Description of the task: Convert the lines below into a two-column CSV with the headers "text" and "answer", giving one row to each line that asks for points together with the coordinates listed under it. Enclose every field in double quotes, and replace any line breaks inside a field with spaces.

Data lines:
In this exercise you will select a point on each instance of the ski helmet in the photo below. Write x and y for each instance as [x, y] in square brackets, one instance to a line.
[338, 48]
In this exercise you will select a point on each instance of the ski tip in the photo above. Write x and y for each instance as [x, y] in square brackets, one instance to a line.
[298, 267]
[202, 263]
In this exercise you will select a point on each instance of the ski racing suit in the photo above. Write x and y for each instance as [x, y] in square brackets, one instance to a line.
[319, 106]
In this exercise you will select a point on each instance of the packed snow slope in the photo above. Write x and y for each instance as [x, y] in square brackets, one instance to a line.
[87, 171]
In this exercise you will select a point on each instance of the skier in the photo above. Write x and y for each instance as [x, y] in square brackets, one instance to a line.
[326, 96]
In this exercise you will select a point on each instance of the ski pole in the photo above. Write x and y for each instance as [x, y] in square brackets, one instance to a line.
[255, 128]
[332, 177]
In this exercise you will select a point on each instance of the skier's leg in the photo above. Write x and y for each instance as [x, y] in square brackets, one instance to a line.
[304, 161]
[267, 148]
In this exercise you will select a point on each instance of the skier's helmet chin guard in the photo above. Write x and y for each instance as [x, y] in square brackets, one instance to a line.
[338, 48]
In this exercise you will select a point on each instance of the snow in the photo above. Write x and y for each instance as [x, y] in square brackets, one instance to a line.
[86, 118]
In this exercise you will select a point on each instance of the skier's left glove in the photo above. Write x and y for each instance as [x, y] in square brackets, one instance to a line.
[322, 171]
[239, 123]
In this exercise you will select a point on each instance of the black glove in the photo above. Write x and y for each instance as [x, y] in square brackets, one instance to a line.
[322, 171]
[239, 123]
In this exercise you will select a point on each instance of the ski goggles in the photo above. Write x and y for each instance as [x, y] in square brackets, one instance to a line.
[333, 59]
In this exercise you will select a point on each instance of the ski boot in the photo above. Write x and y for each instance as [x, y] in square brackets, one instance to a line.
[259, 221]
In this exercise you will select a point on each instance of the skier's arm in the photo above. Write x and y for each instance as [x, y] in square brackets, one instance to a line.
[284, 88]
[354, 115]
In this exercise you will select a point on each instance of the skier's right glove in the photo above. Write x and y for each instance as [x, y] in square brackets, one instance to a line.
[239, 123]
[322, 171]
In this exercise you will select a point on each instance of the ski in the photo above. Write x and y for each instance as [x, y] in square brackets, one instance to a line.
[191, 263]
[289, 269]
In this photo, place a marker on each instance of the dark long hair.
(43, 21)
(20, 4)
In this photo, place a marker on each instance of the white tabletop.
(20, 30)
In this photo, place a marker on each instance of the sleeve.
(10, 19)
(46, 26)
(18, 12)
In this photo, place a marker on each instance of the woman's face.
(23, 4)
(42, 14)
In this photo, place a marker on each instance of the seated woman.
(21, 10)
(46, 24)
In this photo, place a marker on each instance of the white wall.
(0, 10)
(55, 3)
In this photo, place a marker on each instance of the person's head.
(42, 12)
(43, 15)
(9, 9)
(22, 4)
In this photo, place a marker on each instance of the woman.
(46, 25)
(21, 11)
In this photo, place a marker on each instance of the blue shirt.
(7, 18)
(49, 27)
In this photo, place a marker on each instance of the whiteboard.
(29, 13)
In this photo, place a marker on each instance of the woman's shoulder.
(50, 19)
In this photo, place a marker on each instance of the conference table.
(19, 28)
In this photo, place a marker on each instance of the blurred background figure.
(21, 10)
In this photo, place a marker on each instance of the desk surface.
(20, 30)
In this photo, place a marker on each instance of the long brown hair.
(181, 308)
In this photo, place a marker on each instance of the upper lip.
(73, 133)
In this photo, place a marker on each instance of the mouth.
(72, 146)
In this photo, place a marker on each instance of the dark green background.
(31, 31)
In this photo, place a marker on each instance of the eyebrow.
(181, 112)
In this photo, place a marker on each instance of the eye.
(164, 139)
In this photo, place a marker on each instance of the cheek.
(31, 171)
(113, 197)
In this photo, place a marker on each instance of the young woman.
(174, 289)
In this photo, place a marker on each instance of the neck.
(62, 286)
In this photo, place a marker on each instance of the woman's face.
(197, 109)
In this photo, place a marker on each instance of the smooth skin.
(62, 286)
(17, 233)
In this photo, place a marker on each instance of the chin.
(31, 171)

Reply to the task:
text,answer
"In this exercise you will select a point on each instance of the ski helmet in the photo below. Write x and y for each instance as [x, y] in square brackets, one instance to a line.","[338, 48]"
"In this exercise you will select a point on each instance of the ski tip in the photo above. Write x and y for each instance as [x, y] in square brackets, one instance to a line.","[298, 267] [202, 263]"
"In this exercise you will select a point on each instance of the ski racing suit in the photo above. Write x and y for each instance as [x, y] in square brackets, one instance to a line.","[319, 106]"
"In this exercise you will select a point on each instance of the packed snow slope in the photo above. Write x and y for each instance as [x, y] in square brackets, one instance to a line.","[87, 171]"
"In this exercise you will select a point on each instance of the skier in the photo above. Write x and y for each instance as [x, y] in square brackets, one instance to a line.","[326, 96]"
"In this exercise you will select a point on each instance of the ski pole in the photo above. Write x and y for each instance as [x, y] in square brackets, one instance to a line.","[255, 128] [332, 177]"
"In this exercise you will select a point on each instance of the skier's leg in the photo above. Write x and y for each instance as [x, y] in square brackets, one instance to a line.","[304, 161] [267, 148]"
"In this exercise you will select a point on each instance of the skier's helmet chin guard in the photo above. Write x and y for each instance as [x, y] in square brackets, one instance to a line.","[338, 48]"
"In this exercise you will select a point on each instance of the snow in the photo above. Write x and y for each instance as [x, y] in square brackets, one instance to a line.","[86, 118]"
"In this exercise you will select a point on each instance of the skier's left glove in the photo above. Write x and y for each instance as [x, y] in square brackets, one instance to a line.","[322, 171] [239, 123]"
"In this exercise you will select a point on each instance of the black glove in the photo above. Write x and y for each instance as [x, y] in square brackets, one instance to a line.","[322, 171] [239, 123]"
"In this exercise you will select a point on each instance of the ski goggles in the photo above. Write x and y for each instance as [x, y] in square brackets, one instance to a line.","[333, 59]"
"In this exercise you will select a point on each instance of the ski boot in the photo above. Write x and y for each instance as [x, y] in square brackets, one instance to a line.","[259, 221]"
"In this exercise you will select a point on each instance of the skier's arm in the photo above. Write x and y for each instance as [x, y] in square brackets, one instance to a line.","[284, 88] [354, 115]"
"In this exercise you will select a point on each instance of the skier's right glove in the photo above. Write x and y for each instance as [x, y] in square brackets, one instance to a line.","[239, 123] [322, 171]"
"In this exercise you will select a point on each instance of the ski in the photo above. Write x and y for each instance as [x, y] in square brackets, one instance to a line.","[191, 263] [289, 269]"
"In this photo, place a marker on each instance of the dark long hair.","(43, 21) (20, 4)"
"In this photo, place a marker on each instance of the white tabletop.","(20, 30)"
"In this photo, place a marker on each instance of the sleeve.","(10, 19) (46, 26) (18, 12)"
"In this photo, place a marker on each instance of the woman's face.","(23, 4) (42, 14)"
"In this photo, place a marker on each instance of the seated woman.","(21, 10) (46, 24)"
"In this photo, place a marker on each instance of the white wall.","(0, 10) (55, 3)"
"In this photo, place a marker on each instance of the person's head.","(42, 12) (43, 15) (9, 9) (22, 4)"
"In this photo, place a marker on each instance of the woman.","(46, 25) (21, 11)"
"In this photo, place a marker on each instance of the blue shirt.","(7, 18) (49, 27)"
"In this photo, place a marker on each instance of the whiteboard.","(29, 13)"
"In this photo, place a marker on each instance of the woman's shoulder.","(50, 19)"
"In this photo, place a marker on each instance of the conference table.","(19, 28)"
"In this photo, place a marker on each instance of the blurred background figure.","(21, 10)"
"In this photo, place a marker on each instance of the desk surface.","(20, 30)"
"In this photo, place a marker on each instance of the long brown hair.","(181, 308)"
"In this photo, place a marker on each instance of the upper lip.","(73, 133)"
"In this photo, place a marker on each instance of the mouth.","(72, 146)"
"In this photo, place a marker on each instance of the dark green background.","(31, 31)"
"In this photo, place a marker on each instance of the eyebrow.","(181, 112)"
"In this photo, place a marker on each instance of the eye.","(164, 139)"
"In this photo, place a marker on each instance of the cheek.","(31, 171) (113, 197)"
"In this photo, place a marker on each instance of the young woman.","(174, 289)"
"In this photo, place a marker on each instance of the neck.","(62, 286)"
"In this photo, place a marker on each instance of the woman's face.","(197, 109)"
"In this photo, place a marker on each instance of the smooth skin.","(62, 286) (17, 233)"
"In this photo, place a marker on each instance of the chin.","(31, 171)"